> [BAGIAN DOKUMEN]
********
Koalisi Masyarakat Sipil menemukan kejanggalan dalam proses peradilan tragedi Kanjuruhan. Proses hukum diduga sengaja dirancang untuk meringankan hukuman bagi pihak-pihak yang bertanggung jawab, dan tidak berpihak kepada korban.
Kepala Divisi Hukum, Komisi untuk Orang Hilang dan Korban Tindak Kekerasan (KontraS), Andi Muhammad Rezaldy, memaparkan beberapa temuan yang dinilai janggal itu antara lain adanya narasi bahwa penanganan di stadion Kanjuruhan sesuai prosedur operasional. Padahal faktanya, kata dia, aparat melakukan kekerasan dan kekuatan berlebih dengan menggunakan gas air mata sehingga mengakibatkan banyak korban jiwa dan luka.
“Bahwa proses hukum ini secara keseluruhan sama sekali tidak menunjukkan fakta sebenarnya yang dapat mampu mengungkapkan tragedi Kanjuruhan secara utuh dan jelas. Proses hukum ini juga diduga dirancang hanya untuk memberi penghukuman yang ringan terhadap pelaku, dan melindungi aktor lain dari proses peradilan,” ujar Andi.
Andi menyebut terdapat pula upaya menyudutkan suporter terkait temuan botol berisi minuman keras. Dinas Pemuda dan Olahraga Kabupaten Malang membantah temuan itu dengan mengatakan botol-botol itu merupakan obat untuk penyakit hewan ternak.
KontraS juga mengidentifikasi adanya ancaman kekerasan dan intimidasi terhadap keluarga korban maupun saksi. Serta, proses rekonstruksi peristiwa yang tidak dilakukan di Stadion kanjuruhan, melainkan di Lapangan Mapolda Jawa Timur.
********
> [TUGAS LATIHAN A] Ketik ulang bagian teks tentang tragedi Kanjuruhan yang diawali kata-kata "Andi menyebut terdapat" dan diakhiri kata-kata "penyakit hewan ternak.".

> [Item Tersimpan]
********
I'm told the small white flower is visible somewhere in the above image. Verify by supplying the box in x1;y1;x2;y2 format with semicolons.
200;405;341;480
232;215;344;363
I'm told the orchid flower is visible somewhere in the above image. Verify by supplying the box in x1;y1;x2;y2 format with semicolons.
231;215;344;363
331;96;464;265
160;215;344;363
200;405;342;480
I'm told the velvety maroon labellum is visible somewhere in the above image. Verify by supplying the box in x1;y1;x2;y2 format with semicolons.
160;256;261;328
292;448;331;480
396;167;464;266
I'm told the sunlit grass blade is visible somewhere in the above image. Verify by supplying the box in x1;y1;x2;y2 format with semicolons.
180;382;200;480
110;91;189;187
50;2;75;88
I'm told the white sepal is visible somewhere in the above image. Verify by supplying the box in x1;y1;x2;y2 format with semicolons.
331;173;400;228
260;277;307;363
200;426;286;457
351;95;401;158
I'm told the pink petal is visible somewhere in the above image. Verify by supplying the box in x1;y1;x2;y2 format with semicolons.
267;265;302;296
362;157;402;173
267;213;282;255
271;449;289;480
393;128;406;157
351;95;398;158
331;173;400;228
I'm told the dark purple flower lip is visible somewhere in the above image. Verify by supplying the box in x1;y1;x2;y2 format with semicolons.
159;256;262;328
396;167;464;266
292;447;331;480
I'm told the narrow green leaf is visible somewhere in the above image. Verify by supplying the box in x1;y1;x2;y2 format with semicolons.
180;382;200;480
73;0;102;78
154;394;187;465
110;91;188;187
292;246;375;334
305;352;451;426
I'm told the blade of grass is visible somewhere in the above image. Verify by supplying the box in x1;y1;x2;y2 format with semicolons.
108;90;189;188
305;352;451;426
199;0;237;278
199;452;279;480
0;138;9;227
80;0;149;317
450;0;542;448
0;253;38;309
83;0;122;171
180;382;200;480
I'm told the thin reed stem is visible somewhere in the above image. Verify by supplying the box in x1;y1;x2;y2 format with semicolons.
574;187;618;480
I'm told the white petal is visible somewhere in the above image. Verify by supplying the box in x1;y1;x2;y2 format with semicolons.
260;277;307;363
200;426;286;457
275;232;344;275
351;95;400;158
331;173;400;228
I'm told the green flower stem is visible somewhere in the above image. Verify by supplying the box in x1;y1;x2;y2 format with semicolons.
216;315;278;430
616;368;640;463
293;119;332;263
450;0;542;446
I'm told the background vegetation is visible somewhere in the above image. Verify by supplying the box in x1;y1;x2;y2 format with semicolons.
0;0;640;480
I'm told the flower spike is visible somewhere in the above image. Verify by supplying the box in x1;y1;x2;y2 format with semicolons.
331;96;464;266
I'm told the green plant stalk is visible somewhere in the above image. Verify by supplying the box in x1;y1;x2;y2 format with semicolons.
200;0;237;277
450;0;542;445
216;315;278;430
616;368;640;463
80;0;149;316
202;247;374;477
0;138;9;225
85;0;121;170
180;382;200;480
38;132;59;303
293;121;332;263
********
> [TUGAS LATIHAN B] Tolong tulis lagi hanya baris-baris data tersimpan di atas, dari baris yang memuat "I'm told the velvety" sampai baris yang memuat "351;95;401;158", termasuk kedua baris itu, dengan setiap angka koordinat kotak digeser sebesar 135.

> [HASIL A]
Andi menyebut terdapat pula upaya menyudutkan suporter terkait temuan botol berisi minuman keras. Dinas Pemuda dan Olahraga Kabupaten Malang membantah temuan itu dengan mengatakan botol-botol itu merupakan obat untuk penyakit hewan ternak.

> [HASIL B]
I'm told the velvety maroon labellum is visible somewhere in the above image. Verify by supplying the box in x1;y1;x2;y2 format with semicolons.
295;391;396;463
427;583;466;615
531;302;599;401
I'm told the sunlit grass blade is visible somewhere in the above image. Verify by supplying the box in x1;y1;x2;y2 format with semicolons.
315;517;335;615
245;226;324;322
185;137;210;223
I'm told the white sepal is visible somewhere in the above image. Verify by supplying the box in x1;y1;x2;y2 format with semicolons.
466;308;535;363
395;412;442;498
335;561;421;592
486;230;536;293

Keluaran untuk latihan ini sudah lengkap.